# Passage for review
We forwarded your message to Dr. Wolchok, and he said this therapy is currently being tested on some patients with choroid melanoma, but it's too early to report any data on the effectiveness. Thank you for your comment.

My wife is having Gastro intestinal caner-adenocarcinocmo metastatic cecum- nodes in different part of stomach and liver. Can you suggest the treatment thorugh immunotherapy and its success and cost.

Is there anything about this new treatment that can be used to prevent a recurrence of melanoma that was removed....I.e. A recurrence down the road that expresses itself in a different area of the body? Thank you...Linda Beach

Dear Linda, thanks so much for your question. The treatment is used for disease that has already recurred. Our doctors recommend that people who've been treated for melanoma have regular check-ups to monitor for recurrence and the development of other skin cancers.

You might also be interested to learn about our new 3-D total body photography program:….

Thanks for your question!

My dad is stage 4 melanoma. Has already taken Yervoy a few years ago, BRAF inhibitors, and also Keytruda. He is now showing signs of Keytruda resistance. Is he eligible for this drug combo?

# Required action 1
From the melanoma comment thread, extract the words from "My dad is stage" up to and including "this drug combo?".
# Required action 2
Please translate this sentence from the melanoma comment thread into Spanish: "The treatment is used for disease that has already recurred."
# Required action 3
Carry on the melanoma comment thread after its final comment.

# Data
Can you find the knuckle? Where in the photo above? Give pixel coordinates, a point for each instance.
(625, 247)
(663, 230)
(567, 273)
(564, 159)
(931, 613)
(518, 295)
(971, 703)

# Expected answer 1
My dad is stage 4 melanoma. Has already taken Yervoy a few years ago, BRAF inhibitors, and also Keytruda. He is now showing signs of Keytruda resistance. Is he eligible for this drug combo?

# Expected answer 2
El tratamiento se usa para la enfermedad que ya ha reaparecido.

# Expected answer 3
Thank you for reaching out. We recommend that your father speak with his healthcare team about whether he this combination therapy would be appropriate for him. As the combination has now been FDA-approved, it might be a treatment option.

I asked if there is or is being developed a targeted therapy for sickle cell anemia?

Not at Memorial Sloan Kettering. You might want to consult those sources to learn what other research centers are doing.

My brother (lives in Denver) had a melanoma removed from his calf in 2013 with a follow up xray each April. About a month ago he felt a lump in his groin. He went to the doctor and they did: Chest xray, ct chest/abd/pelv, us abdomen, mri brain and tested his liver. The cancer returned to the chest, abodmen and in the groin is a tumor. His brain and liver are clean. They are now testing him for a gene to get him into a trial and we are also trying to get him to Dr. Rene Gonzalez in Denver. Are we doing everything we can?

Dear Janet, we are sorry to hear about your brother's diagnosis. Only a physician who has examined your brother and reviewed his medical records can comment on whether all appropriate options are being explored. If he would like to make an appointment with one of our specialists for a second opinion, please ask him to call our Physician Referral Service at 800-525-2225. Thank you for reaching out to us.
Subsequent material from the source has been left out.